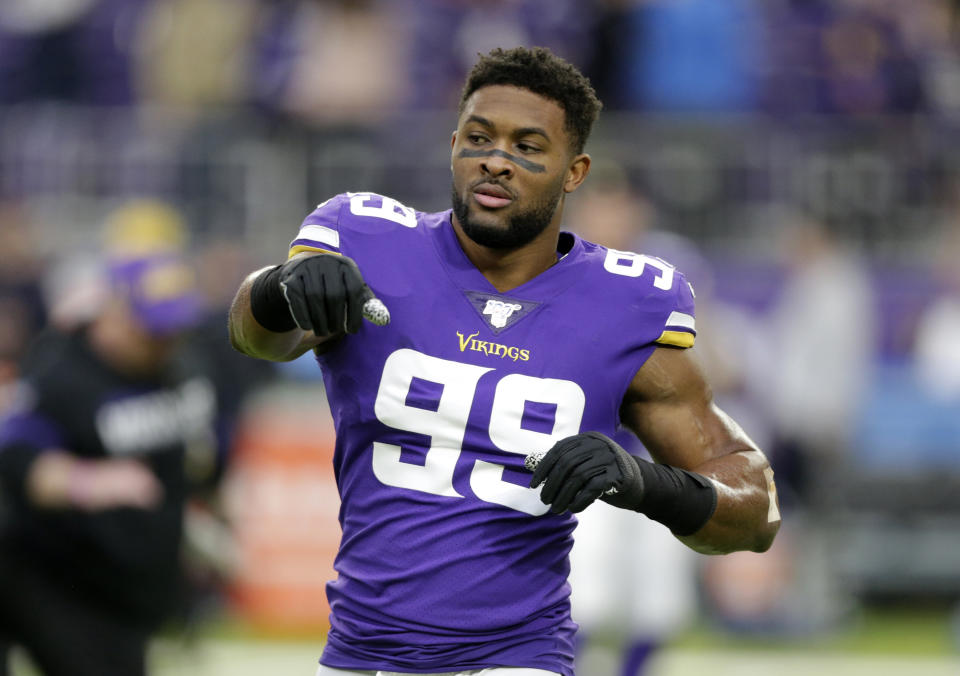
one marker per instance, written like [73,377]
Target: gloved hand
[325,293]
[584,467]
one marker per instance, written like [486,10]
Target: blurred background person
[92,476]
[822,345]
[22,308]
[937,348]
[718,115]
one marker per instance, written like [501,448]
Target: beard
[522,227]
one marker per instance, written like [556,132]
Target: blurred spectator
[686,56]
[333,61]
[448,35]
[67,50]
[22,310]
[195,53]
[844,58]
[92,476]
[937,350]
[822,347]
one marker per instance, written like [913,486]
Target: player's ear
[578,170]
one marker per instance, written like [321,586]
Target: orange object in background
[282,501]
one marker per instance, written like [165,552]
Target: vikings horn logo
[500,312]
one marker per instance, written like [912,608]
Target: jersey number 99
[446,425]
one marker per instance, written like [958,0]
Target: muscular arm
[249,337]
[670,407]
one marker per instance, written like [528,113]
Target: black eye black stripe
[519,161]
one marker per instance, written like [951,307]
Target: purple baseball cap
[162,292]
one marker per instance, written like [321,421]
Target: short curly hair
[542,72]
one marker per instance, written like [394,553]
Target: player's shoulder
[647,287]
[330,226]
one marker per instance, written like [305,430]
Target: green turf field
[878,643]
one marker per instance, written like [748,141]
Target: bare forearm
[747,516]
[249,337]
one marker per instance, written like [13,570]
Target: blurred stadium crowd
[796,158]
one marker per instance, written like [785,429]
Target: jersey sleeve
[320,231]
[346,219]
[679,328]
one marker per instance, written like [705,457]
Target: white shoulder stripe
[682,320]
[320,233]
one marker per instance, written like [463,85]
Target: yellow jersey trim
[300,248]
[676,338]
---------------
> _Task requirements_
Rewrite all the data above with every "Target" changed to "Object" and nothing else altered. Leave out the pictures.

> _Full output_
one marker per instance, written like [73,377]
Object: gloved hand
[325,293]
[584,467]
one marker per instance, written like [486,10]
Object: blurred background person
[92,476]
[822,345]
[22,308]
[937,348]
[718,115]
one marker per instance, written like [501,448]
Object: beard
[522,227]
one marker per instance, written like [556,132]
Object: blurred spectator
[686,56]
[333,61]
[448,35]
[67,50]
[22,310]
[195,53]
[844,58]
[92,476]
[937,350]
[822,347]
one marker per instance, written like [913,486]
Object: player's ear
[578,170]
one marker per instance, written like [321,586]
Object: orange object in background
[282,501]
one marker per instance, written like [165,552]
Object: vikings horn logo
[500,312]
one marker per instance, written like [912,608]
Object: jersey number 99
[446,425]
one marker per instance, written like [958,0]
Object: muscular arm
[249,337]
[670,407]
one marker per instance, written like [528,113]
Object: black eye black stripe
[519,161]
one marker per instance, written like [951,307]
Object: purple baseball cap
[162,292]
one marker per instance, written like [321,421]
Object: short curly hair
[542,72]
one marker per instance, written like [394,553]
Object: player's shoulder
[647,287]
[330,226]
one marker per instance, written like [305,430]
Object: green turf field
[878,643]
one marker per instance, written like [748,141]
Object: bare forearm
[747,516]
[249,337]
one marker per instance, written like [13,570]
Object: blurred stadium crowd
[796,158]
one marker per instance, written like [785,429]
Object: jersey sleeve
[320,231]
[346,219]
[679,328]
one marker per instance, written like [705,457]
Object: white shoulder stripe
[682,320]
[320,233]
one marker per instance, written like [463,85]
Object: yellow jersey trim
[300,248]
[676,338]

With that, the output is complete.